§ Exercise requirements
Starting at the line that contains "For every instance of the garden" and ending after the line that contains "(305, 1071)", output those items and nothing else. Keep each request line unchanged, and multiply every coordinate in the answers by 1.65, rounding to whole numbers with halves rounded up.

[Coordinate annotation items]

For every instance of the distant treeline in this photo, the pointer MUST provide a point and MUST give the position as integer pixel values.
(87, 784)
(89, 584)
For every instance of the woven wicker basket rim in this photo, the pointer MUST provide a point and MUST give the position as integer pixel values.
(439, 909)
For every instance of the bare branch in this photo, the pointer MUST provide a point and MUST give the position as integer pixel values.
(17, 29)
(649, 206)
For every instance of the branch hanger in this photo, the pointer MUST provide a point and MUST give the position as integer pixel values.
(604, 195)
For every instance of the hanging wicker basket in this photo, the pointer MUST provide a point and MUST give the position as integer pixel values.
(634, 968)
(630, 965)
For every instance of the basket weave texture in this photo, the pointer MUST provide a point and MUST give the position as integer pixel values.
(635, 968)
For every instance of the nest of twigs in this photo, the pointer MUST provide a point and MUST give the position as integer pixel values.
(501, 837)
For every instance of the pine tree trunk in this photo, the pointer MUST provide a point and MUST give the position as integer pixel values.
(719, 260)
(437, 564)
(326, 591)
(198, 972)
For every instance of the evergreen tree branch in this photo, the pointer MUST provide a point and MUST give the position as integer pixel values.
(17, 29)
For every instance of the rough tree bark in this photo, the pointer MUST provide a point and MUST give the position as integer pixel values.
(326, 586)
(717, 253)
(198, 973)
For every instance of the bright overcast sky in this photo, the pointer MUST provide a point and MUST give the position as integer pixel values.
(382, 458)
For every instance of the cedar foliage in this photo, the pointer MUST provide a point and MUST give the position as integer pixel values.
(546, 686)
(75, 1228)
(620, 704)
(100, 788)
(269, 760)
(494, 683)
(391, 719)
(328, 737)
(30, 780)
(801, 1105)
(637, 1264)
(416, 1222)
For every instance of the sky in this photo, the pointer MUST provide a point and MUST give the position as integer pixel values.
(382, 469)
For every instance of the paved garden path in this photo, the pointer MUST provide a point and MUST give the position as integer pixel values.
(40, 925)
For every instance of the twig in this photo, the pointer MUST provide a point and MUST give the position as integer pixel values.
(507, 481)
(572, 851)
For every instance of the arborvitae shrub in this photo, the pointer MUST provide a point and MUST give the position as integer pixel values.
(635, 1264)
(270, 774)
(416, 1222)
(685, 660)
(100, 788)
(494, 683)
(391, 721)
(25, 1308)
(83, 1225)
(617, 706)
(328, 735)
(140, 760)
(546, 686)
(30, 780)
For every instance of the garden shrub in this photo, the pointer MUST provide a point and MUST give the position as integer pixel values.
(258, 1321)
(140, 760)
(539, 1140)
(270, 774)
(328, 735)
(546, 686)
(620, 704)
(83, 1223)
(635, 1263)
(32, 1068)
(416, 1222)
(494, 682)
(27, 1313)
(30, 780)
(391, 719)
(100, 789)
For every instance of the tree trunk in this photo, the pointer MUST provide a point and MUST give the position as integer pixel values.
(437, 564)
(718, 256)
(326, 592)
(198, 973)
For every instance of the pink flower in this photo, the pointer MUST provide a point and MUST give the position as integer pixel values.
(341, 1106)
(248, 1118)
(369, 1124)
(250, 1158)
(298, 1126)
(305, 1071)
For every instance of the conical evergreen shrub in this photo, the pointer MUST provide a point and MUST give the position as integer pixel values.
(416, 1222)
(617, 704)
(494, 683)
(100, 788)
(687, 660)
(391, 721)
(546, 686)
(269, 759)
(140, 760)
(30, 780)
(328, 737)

§ The answer
For every instance of the garden shrub in this photo, the pointer MUST provide a point and MUST give the position as integer pixel values.
(426, 2180)
(231, 1254)
(889, 1881)
(446, 1277)
(541, 1213)
(901, 1132)
(1023, 1162)
(137, 2018)
(1048, 2084)
(53, 1762)
(686, 2016)
(815, 1125)
(45, 2166)
(50, 1287)
(645, 1186)
(165, 1302)
For every instance of the tree trunk in this photo, the pointer MUST provide a point and MUST give the position as integer pixel values.
(721, 931)
(1185, 422)
(538, 977)
(327, 1605)
For every instance of the pink flower in this photo, the pointer MUST provide a point and MUST give the position as integer pixel values.
(563, 1825)
(409, 1845)
(609, 1855)
(413, 1911)
(492, 1858)
(503, 1767)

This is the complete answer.